**GIVEN PASSAGE:**

Single by Kelly Clarkson

from the album Chemistry
- A-side: "Me"
- Released: April 14, 2023
- Recorded: 2020
- Studio: The Ribcage (Los Angeles, CA); Germano Studios (New York, NY);
- Genre: Pop
- Length: 3:11
- Label: Atlantic
- Songwriters: Kelly Clarkson; Eric Serna; Jesse Shatkin;
- Producers: Jesse Shatkin; Eric Serna;

Kelly Clarkson singles chronology
| "Santa, Can't You Hear Me" (2022) | "Mine" / "Me" (2023) | "Favorite Kind of High" (2023) |

Lyric video
- "Mine" on YouTube

= Mine (Kelly Clarkson song) =

"Mine" is a song by American pop singer Kelly Clarkson, from her tenth studio album, Chemistry (2023). Accompanied with "Me", it was released on April 14, 2023, by Atlantic Records as the lead double A-side single. It was written by Clarkson, Eric Serna, Jesse Shatkin, and produced by Serna and Shatkin.

==Composition==
"Mine" was written by Clarkson, Eric Serna, and Clarkson's frequent collaborator Jesse Shatkin, with production by Serna and Shatkin. Clarkson wrote the song following her divorce in 2020.

==Release and promotion==
"Mine" was released as a double A-side lead single along with "Me" by Atlantic on April 14, 2023. Clarkson explained the reason behind the release saying, "we decided to release 'Mine' and 'Me' at the same time because I didn't want to release just one song to represent an entire album, or relationship."

===Live performances===
Clarkson debuted the song on her talk show on April 18, 2023.

She then performed the song, in addition to the whole the entire Chemistry album at the Belasco Theatre in Los Angeles on April 24, 2023 to help celebrate the release of the album.

Clarkson also performed the song during her fourteen night Las Vegas residency, Chemistry: An Intimate Evening with Kelly Clarkson.

On September 22, 2023, Clarkson performed the song on The Today Show. She then performed the song at the iHeartRadio Music Festival in Las Vegas on September 23, 2023.

==Critical response==
Lindsay Zoladz of The New York Times called the song "biting," writing that it "effectively taps into anger and a desire for revenge." Jackie Manno of NBC Insider wrote, "the intimate lyrics follow Kelly Clarkson's emotional process of healing from a former deep connection. The verses are delivered with nuanced instrumentation and hushed vocals. The chorus then reaches an intense climax, and Clarkson provides some powerful belted notes as she does best." Euphoria Magazines Nmesoma Okechuku said, ""Mine" is literally what you get when a broken heart starts to sing."

[Stored items from a collection]
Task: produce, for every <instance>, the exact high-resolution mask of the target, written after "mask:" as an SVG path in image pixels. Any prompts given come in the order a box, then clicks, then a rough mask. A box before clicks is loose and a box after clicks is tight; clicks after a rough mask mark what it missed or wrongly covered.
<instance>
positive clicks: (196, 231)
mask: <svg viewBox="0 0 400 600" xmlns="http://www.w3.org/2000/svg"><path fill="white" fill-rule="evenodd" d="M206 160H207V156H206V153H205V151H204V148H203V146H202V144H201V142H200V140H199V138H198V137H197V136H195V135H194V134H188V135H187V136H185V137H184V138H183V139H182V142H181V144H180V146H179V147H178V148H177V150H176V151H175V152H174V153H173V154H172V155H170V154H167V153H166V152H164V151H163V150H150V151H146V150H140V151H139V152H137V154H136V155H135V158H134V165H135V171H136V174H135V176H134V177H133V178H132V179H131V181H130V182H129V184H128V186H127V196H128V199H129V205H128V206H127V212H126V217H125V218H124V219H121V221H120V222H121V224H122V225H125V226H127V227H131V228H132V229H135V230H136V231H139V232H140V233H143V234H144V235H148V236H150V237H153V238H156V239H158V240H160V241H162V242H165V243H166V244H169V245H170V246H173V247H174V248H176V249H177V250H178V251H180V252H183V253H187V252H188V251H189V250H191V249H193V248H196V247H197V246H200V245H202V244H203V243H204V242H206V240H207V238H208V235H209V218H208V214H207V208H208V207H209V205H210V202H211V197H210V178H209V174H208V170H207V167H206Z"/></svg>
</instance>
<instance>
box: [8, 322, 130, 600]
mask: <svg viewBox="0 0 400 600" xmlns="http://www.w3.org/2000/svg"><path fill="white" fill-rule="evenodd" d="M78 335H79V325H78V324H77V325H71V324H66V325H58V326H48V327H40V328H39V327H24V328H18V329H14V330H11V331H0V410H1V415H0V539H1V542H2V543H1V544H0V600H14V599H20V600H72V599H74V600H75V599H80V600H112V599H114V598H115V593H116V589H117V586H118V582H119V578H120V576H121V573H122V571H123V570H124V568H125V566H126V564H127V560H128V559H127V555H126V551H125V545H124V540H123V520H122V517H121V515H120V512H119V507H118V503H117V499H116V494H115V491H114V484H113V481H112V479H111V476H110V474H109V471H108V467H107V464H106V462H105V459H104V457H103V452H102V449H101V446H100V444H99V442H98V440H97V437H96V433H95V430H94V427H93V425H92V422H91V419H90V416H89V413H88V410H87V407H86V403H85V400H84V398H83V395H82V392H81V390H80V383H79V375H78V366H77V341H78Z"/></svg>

**TO DO:**
1 – Summarize the article on the song "Mine" in two sentences.
2 – In the records, change "SVG path" to "polygon list" in everything from the start down to the line containing "positive clicks: (196, 231)", including both ends, and give back only those lines.
The text about the song and the records were taken from unrelated sources.

**SOLUTIONS BELOW:**
1 – "Mine" is a song by Kelly Clarkson from her tenth studio album, Chemistry, written by Clarkson, Eric Serna and Jesse Shatkin after her 2020 divorce and produced by Serna and Shatkin. Atlantic released it with "Me" as a double A-side lead single on April 14, 2023, and Clarkson performed it on her talk show, at the Belasco Theatre, during her Las Vegas residency, on The Today Show and at the iHeartRadio Music Festival.

2 –
Task: produce, for every <instance>, the exact high-resolution mask of the target, written after "mask:" as an polygon list in image pixels. Any prompts given come in the order a box, then clicks, then a rough mask. A box before clicks is loose and a box after clicks is tight; clicks after a rough mask mark what it missed or wrongly covered.
<instance>
positive clicks: (196, 231)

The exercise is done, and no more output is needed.